» Required action:
Arrange the items below as a numbered list, leaving out any blank lines. Start at the beginning of the items and stop after the line that contains "positive clicks: (229, 318)".

(Source records)

☆ ☆ ☆ ☆

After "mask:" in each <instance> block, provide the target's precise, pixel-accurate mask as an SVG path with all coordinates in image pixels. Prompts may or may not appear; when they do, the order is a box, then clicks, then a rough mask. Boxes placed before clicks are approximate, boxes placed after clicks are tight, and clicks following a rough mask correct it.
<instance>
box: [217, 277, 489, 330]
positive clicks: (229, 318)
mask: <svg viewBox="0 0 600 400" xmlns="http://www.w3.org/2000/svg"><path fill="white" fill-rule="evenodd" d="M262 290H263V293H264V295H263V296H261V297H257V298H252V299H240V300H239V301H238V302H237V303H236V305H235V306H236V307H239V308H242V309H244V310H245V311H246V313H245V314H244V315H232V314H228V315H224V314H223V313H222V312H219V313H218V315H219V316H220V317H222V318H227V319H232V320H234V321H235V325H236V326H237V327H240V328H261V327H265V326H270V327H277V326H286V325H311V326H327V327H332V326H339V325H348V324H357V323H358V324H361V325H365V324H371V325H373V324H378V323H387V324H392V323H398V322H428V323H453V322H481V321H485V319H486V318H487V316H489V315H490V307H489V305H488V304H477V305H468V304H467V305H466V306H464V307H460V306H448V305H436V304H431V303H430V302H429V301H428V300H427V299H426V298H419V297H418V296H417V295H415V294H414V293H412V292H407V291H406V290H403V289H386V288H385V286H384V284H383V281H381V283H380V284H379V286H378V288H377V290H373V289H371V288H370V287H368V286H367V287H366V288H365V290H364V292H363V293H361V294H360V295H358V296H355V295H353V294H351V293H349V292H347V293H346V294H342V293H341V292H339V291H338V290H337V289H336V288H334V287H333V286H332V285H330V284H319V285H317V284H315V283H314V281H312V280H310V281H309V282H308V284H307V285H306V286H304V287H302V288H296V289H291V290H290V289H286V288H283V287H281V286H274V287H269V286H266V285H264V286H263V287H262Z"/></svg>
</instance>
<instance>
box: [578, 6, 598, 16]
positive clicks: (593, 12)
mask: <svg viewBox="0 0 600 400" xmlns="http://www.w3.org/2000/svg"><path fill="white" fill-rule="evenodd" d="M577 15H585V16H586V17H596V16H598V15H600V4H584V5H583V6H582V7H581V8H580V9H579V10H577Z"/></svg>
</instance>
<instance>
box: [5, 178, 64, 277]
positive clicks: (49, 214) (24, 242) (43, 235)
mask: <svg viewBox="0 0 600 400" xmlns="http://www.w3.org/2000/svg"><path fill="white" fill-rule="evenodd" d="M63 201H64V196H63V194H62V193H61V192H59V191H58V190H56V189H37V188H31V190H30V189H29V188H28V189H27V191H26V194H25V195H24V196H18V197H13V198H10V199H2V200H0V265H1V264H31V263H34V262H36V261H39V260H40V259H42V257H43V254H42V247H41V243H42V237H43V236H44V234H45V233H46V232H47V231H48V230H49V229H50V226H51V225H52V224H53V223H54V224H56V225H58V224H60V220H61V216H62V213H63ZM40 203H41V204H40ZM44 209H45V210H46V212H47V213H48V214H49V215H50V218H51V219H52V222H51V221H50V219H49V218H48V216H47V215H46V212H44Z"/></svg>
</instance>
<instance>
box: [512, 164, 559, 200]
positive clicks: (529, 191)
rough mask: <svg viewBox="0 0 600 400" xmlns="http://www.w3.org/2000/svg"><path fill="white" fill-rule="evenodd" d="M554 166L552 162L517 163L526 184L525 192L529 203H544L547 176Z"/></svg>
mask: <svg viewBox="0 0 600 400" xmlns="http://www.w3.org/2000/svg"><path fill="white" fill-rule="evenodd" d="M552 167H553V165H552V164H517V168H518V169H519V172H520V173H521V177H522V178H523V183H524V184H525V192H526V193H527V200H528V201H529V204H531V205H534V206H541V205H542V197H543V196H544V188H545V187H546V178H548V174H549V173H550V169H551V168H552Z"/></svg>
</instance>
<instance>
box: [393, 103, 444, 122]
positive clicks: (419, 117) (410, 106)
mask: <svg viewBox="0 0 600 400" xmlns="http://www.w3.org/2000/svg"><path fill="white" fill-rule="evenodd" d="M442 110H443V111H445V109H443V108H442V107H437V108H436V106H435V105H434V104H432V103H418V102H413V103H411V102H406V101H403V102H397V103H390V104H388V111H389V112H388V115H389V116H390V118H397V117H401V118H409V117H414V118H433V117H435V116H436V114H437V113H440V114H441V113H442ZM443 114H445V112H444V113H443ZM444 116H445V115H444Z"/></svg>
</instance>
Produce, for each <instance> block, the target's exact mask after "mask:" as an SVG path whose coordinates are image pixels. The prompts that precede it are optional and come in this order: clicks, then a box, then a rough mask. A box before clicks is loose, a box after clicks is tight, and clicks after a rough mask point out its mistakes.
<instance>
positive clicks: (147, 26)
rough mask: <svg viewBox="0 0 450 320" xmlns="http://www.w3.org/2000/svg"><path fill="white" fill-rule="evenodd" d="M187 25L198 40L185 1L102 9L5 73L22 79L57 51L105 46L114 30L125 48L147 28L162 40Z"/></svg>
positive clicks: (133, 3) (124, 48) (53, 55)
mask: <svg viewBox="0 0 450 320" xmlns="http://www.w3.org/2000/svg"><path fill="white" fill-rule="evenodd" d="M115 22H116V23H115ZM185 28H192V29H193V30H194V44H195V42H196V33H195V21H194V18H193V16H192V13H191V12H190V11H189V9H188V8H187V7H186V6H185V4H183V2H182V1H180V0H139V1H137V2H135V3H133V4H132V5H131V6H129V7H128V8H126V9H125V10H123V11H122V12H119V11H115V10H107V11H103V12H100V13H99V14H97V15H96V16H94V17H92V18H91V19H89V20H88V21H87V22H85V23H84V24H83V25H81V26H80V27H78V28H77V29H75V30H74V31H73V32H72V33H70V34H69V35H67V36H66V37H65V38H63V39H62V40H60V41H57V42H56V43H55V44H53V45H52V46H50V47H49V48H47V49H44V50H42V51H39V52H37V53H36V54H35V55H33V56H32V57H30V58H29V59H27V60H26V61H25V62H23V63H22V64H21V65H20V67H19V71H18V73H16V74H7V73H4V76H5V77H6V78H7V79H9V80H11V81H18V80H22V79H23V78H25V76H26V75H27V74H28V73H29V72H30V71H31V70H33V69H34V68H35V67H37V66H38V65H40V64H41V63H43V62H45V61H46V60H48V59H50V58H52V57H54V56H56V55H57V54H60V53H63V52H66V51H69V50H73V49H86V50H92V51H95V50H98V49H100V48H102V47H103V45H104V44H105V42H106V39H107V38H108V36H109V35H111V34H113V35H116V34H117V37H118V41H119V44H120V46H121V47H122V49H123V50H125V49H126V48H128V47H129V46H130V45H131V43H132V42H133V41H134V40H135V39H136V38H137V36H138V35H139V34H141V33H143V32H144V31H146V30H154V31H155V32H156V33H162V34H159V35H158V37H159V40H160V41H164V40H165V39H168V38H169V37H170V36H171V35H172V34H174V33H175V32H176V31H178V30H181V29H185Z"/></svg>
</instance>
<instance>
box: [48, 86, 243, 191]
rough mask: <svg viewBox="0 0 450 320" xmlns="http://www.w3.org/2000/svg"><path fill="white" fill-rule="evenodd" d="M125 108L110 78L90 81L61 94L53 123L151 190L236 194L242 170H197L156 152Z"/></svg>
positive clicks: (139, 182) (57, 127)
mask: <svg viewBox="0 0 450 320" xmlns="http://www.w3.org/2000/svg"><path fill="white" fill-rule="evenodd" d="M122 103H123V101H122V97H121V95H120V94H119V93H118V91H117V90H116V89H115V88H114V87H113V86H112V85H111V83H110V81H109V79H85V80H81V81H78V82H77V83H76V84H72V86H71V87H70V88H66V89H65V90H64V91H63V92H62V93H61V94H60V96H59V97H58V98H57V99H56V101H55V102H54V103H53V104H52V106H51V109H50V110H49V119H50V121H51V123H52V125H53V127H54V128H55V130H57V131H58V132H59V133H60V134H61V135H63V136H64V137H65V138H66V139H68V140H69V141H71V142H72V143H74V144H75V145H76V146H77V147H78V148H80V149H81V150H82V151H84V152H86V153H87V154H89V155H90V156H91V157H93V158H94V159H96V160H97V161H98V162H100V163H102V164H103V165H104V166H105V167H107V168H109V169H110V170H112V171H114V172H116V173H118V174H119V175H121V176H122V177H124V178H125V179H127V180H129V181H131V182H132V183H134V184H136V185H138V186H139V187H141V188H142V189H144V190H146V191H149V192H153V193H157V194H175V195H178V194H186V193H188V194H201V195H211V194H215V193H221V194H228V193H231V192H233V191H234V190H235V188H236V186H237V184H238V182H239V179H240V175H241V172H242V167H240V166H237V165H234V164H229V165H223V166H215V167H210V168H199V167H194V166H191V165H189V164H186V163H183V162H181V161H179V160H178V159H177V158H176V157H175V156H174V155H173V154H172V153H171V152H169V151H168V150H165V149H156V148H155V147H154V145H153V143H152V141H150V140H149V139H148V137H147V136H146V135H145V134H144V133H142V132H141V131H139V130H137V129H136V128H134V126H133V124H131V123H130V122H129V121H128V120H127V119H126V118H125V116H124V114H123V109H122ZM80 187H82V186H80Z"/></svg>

☆ ☆ ☆ ☆

» Reply to the exercise:
1. After "mask:" in each <instance> block, provide the target's precise, pixel-accurate mask as an SVG path with all coordinates in image pixels. Prompts may or may not appear; when they do, the order is a box, then clicks, then a rough mask. Boxes placed before clicks are approximate, boxes placed after clicks are tight, and clicks following a rough mask correct it.
2. <instance>
3. box: [217, 277, 489, 330]
4. positive clicks: (229, 318)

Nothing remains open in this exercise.